§ **Yazılı görev**: Sayfaya göre Osman Gökçek değerlendirme konuşmasını hangi görüşmelerde yaptı?

§ **Sayfa**:

GÖKTÜRK TUNÇTÜRK yazdı
Değerli okuyucular..
Osman Gökçek.. AK Parti Ankara Milletvekili. Hani toplumda korkusuz kişilere derle ya; “vallahi tek başına bir ordu”..
Evet.. Vallahi de, billahi de Osman Gökçek mecliste tek başına CHP grubunun korkulu rüyası hâline geldi.
Çünkü, CHP’li Belediyelerin ve yöneticilerinin vurgunlarını ve seri utanmazlıklarını, yüzsüzlüklerini, kitabın ortasından çok net ifadelerle kürsüden aktarıyor..
CHP grubu ne yapıyor? Cevap veremiyorlar… Sadece haaa-hooo diye gürültüler çıkarıyorlar ama “Genç Osman” ın sesi onların gürültüsünü bastırıyor..
Evet.. Mecliste 2026 Bütçe görüşmelerinde değerlendirme konuşması yapan Osman Gökçek, tek konuşmasıyla CHP’yi rezil ve perişan etti.

§ **Verilen bilgiler**:
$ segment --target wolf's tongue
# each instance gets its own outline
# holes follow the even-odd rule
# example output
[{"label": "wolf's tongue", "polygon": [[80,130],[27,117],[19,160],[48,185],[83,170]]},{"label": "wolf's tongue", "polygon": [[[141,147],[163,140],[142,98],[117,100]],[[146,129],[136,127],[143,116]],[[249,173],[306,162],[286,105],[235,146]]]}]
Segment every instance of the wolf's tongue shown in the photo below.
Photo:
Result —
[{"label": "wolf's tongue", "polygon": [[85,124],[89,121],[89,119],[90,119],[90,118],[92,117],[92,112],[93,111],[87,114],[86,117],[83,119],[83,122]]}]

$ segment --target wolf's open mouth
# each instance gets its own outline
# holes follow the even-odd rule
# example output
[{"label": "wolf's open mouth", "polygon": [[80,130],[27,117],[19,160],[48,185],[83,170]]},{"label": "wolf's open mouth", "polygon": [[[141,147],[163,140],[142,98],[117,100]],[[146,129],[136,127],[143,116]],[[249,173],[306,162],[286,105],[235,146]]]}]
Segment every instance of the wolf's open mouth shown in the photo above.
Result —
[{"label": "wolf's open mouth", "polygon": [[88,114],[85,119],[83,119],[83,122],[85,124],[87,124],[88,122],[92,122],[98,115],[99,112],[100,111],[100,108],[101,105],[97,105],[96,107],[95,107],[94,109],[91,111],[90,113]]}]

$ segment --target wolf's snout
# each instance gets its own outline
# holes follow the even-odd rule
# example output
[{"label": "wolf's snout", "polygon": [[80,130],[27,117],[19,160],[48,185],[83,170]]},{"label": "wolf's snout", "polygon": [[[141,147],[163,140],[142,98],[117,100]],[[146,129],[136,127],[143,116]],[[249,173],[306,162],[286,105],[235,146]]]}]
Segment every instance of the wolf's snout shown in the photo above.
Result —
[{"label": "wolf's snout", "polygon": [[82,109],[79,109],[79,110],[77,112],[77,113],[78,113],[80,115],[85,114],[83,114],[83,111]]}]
---
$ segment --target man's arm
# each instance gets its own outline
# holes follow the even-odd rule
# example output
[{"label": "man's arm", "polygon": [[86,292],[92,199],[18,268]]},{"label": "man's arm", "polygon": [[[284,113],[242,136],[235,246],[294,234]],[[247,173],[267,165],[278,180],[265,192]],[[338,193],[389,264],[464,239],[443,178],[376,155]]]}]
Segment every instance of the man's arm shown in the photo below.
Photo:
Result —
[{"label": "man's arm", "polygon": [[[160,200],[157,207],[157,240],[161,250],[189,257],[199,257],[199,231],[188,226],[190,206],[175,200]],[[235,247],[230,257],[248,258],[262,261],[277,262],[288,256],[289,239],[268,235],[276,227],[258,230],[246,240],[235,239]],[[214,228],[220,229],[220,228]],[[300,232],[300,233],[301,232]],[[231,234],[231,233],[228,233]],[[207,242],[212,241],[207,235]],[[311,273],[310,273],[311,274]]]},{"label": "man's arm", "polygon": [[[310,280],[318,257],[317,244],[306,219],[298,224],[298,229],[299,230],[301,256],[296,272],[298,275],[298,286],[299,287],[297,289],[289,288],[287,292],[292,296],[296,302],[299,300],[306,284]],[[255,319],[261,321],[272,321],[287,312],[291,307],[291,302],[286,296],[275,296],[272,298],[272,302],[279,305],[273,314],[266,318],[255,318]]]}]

§ **Görev yanıtı**: Mecliste 2026 Bütçe görüşmelerinde.